Photo-based referring expression data:
+ + + +

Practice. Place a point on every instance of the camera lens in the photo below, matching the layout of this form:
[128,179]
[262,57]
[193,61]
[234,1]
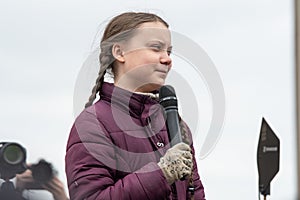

+ + + +

TASK BRIEF: With the pictures left aside, set down each entry above exactly as it stands.

WRITTEN RESPONSE:
Practice. Place a point on every instance of the camera lens in the photo below, matching the layout of this form:
[128,179]
[262,57]
[193,61]
[234,1]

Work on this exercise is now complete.